Document text
.....
ExcelTransformBean (ETB) aims to provide a generic adapter module solution (a la MessageTransformBean) that is highly configurable and reusable. It is based on the Apache POI API. Utilizing the combined SS interface of the API, it uses a single logic to read all kinds of Excel files (XLS and XLSX).

This first part covers Excel to simple XML conversion, while the second part covers simple XML to Excel conversion.

Source Code

The full source code can be found in the following public repository on GitHub.

GitHub repository for ExcelTransformBean

Update: EAR deployment file is available for download from following GitHub repository release. This EAR can be used for direct deployment in order to use the Adapter Module Bean. Note that this EAR is created based on EJB3.0 version on NWDS 7.31 SP13 Patch 0. For earlier versions of PI, the EJB and EAR file will have to be manually built and compiled using the source code provided.

This module is based on Apache POI 3.9 library. In order for the Java project to compile and build successfully, the following JAR files need to be referenced/imported into the project.

poi-3.9-20121203.jar
poi-ooxml-3.9-20121203.jar
poi-ooxml-schemas-3.9-20121203.jar
xmlbeans-2.3.0.jar
dom4j-1.6.1.jar

The library files can be downloaded from Apache's website, direct link to the ZIP file is provided below.
.....
Supplied material
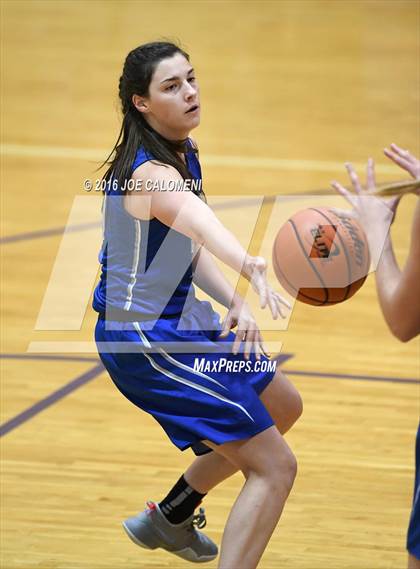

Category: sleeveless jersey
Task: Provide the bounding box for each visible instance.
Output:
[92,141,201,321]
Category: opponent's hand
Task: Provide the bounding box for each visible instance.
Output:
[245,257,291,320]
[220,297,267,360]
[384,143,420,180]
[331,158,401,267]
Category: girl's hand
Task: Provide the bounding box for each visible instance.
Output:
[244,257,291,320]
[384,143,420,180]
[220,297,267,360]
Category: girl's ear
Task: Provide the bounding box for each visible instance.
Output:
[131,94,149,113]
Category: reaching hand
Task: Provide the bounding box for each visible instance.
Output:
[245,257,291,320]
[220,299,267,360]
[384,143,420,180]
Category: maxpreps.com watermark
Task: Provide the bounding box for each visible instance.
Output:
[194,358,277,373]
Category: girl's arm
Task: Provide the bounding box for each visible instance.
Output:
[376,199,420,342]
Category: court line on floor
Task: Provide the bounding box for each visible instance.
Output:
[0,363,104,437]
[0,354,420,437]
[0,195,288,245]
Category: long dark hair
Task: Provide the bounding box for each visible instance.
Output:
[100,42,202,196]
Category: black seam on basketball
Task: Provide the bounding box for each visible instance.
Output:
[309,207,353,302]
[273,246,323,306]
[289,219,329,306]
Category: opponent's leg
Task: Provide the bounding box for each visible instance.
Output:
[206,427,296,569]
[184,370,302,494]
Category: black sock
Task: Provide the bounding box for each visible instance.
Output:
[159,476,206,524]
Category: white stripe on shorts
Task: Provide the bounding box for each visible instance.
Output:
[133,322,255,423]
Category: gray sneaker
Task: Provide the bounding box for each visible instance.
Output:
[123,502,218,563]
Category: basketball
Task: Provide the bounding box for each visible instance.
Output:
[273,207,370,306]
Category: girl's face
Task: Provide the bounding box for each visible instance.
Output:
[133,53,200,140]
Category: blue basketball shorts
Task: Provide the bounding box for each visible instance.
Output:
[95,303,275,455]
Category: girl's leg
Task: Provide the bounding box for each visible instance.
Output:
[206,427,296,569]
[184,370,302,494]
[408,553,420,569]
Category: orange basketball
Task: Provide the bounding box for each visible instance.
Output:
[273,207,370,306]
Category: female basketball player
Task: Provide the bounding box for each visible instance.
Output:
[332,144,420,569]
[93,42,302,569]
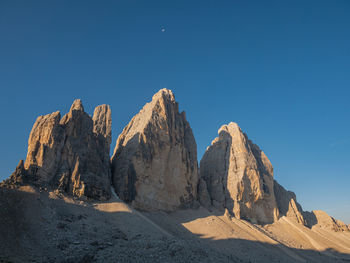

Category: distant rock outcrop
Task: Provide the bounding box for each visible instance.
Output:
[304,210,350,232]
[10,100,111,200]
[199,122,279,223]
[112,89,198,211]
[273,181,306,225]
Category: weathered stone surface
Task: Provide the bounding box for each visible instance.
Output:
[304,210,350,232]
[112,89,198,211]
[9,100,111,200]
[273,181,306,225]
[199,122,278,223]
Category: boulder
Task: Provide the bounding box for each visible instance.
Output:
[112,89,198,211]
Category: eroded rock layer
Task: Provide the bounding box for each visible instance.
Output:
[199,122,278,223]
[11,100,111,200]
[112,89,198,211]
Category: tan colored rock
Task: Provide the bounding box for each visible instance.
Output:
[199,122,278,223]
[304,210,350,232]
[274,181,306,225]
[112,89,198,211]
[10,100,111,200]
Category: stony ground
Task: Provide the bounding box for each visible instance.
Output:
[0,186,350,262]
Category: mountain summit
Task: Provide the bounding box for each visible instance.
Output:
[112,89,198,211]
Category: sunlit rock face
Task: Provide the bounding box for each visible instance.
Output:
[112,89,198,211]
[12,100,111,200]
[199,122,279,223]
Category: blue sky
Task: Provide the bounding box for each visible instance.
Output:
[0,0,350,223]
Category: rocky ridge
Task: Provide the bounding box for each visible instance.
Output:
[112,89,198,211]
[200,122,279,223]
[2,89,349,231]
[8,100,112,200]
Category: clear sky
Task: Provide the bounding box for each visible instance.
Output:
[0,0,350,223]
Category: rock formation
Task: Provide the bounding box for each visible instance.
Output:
.....
Job
Copy word for word the portion of the ExcelTransformBean text that begins at the words "The full source" and stops after "source code provided.".

Answer to the task
The full source code can be found in the following public repository on GitHub.

GitHub repository for ExcelTransformBean

Update: EAR deployment file is available for download from following GitHub repository release. This EAR can be used for direct deployment in order to use the Adapter Module Bean. Note that this EAR is created based on EJB3.0 version on NWDS 7.31 SP13 Patch 0. For earlier versions of PI, the EJB and EAR file will have to be manually built and compiled using the source code provided.